**WHAT TO DO**
Count how many lines in the material below contain the string "clicks", with case counting, and reply with only that number.

**DATA SHOWN**
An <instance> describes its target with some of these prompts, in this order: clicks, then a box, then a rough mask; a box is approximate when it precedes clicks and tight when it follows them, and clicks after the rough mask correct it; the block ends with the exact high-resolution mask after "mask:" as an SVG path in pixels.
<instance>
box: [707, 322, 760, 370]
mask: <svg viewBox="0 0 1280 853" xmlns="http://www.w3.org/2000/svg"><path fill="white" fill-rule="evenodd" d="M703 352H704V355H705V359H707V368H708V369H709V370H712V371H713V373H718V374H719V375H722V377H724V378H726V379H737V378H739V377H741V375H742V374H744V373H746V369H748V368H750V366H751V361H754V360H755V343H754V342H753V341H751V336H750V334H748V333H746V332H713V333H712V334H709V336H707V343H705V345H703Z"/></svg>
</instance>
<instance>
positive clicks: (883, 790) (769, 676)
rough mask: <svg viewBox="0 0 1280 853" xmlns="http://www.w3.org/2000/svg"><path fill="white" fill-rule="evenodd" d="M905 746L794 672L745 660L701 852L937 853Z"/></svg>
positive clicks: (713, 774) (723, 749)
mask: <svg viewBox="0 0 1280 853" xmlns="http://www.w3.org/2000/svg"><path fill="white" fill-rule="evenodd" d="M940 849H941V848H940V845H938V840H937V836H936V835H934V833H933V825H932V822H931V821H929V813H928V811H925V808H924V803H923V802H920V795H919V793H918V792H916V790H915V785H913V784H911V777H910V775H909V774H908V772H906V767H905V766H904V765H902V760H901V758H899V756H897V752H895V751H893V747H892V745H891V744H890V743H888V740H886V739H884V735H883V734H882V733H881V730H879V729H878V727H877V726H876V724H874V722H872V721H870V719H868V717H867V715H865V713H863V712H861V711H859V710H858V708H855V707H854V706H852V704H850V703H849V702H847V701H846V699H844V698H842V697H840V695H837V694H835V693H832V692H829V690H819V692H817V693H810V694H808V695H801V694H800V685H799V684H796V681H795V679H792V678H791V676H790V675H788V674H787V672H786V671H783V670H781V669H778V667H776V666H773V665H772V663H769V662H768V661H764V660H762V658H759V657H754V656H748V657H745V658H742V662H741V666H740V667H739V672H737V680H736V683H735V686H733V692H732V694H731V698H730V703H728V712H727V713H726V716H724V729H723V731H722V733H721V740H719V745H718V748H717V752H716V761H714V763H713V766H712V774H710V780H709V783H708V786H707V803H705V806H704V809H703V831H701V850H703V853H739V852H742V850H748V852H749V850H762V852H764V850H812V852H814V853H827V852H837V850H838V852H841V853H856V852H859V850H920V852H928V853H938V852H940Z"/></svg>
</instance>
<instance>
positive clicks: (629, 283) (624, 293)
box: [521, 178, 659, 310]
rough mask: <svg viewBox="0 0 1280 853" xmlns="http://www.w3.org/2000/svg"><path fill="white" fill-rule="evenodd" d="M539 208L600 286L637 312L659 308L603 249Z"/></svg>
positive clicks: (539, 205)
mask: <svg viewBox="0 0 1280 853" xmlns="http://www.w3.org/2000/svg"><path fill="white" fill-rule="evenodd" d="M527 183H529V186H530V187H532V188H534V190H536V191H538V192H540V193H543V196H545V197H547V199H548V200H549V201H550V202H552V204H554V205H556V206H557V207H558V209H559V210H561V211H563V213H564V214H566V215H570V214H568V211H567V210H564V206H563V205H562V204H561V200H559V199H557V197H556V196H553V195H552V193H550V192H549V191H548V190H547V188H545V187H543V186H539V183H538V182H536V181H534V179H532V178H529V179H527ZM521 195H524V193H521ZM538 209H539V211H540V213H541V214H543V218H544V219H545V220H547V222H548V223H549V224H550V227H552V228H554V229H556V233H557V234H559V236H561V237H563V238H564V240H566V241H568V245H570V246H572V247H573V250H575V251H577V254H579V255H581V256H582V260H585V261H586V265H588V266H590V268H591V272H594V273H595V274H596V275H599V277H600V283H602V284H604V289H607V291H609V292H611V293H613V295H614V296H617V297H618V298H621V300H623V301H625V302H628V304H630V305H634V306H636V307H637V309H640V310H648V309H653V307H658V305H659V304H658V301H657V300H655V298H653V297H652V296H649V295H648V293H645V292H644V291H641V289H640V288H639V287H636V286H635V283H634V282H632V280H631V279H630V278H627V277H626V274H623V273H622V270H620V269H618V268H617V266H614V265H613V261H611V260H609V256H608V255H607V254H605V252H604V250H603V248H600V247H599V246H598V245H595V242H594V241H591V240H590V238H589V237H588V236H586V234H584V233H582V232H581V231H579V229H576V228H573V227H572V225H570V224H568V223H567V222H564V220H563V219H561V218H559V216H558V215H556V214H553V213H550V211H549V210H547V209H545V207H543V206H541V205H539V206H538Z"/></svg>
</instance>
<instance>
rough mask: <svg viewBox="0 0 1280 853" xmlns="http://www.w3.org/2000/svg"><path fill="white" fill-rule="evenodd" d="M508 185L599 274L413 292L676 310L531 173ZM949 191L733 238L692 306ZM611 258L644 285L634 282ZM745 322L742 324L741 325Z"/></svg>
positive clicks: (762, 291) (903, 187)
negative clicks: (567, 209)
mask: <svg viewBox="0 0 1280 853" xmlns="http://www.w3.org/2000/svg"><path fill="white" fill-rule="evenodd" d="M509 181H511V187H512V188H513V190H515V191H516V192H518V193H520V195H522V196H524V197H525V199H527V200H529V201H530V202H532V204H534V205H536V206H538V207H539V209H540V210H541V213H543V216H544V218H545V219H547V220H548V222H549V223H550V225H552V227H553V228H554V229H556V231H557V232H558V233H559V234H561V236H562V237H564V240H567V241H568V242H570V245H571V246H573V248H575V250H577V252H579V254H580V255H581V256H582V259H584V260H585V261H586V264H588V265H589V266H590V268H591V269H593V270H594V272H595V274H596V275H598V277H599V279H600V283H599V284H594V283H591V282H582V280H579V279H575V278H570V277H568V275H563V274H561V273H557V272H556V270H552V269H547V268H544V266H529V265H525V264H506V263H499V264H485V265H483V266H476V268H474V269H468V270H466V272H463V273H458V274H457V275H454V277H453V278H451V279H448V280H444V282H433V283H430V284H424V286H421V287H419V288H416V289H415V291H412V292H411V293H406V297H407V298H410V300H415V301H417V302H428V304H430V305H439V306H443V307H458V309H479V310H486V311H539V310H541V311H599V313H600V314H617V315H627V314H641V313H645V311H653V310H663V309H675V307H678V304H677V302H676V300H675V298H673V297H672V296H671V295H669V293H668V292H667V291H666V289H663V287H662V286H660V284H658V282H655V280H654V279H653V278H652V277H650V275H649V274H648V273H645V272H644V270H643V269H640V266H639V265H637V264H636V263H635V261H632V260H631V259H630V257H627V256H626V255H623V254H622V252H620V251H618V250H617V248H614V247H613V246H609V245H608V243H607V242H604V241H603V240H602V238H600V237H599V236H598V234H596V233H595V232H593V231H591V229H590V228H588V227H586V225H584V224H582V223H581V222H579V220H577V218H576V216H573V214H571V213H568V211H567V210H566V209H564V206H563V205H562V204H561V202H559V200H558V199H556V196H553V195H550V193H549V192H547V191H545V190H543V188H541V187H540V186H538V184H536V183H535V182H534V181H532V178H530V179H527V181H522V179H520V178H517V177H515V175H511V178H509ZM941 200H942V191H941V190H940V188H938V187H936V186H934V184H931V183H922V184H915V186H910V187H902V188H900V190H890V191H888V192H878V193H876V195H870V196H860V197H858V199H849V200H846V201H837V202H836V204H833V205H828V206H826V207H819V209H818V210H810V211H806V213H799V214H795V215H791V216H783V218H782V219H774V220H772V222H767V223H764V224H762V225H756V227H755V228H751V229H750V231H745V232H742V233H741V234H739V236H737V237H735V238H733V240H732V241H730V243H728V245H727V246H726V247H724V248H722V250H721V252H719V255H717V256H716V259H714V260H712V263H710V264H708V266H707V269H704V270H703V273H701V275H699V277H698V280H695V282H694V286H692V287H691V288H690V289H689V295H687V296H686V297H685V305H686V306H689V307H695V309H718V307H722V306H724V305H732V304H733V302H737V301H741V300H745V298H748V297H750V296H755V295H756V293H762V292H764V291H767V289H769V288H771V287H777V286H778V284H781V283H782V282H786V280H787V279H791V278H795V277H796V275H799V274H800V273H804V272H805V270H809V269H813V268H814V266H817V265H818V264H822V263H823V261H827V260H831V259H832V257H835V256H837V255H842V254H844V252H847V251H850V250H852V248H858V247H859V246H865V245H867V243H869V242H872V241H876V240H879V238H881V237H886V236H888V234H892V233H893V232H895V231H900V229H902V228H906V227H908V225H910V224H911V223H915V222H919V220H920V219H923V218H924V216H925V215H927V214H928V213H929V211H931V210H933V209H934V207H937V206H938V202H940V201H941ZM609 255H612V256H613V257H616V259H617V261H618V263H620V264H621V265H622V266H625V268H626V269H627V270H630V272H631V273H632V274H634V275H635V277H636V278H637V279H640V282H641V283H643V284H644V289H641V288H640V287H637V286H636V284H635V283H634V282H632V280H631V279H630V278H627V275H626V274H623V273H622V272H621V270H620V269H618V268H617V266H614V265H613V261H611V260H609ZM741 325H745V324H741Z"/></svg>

**COMPLETED TASK**
7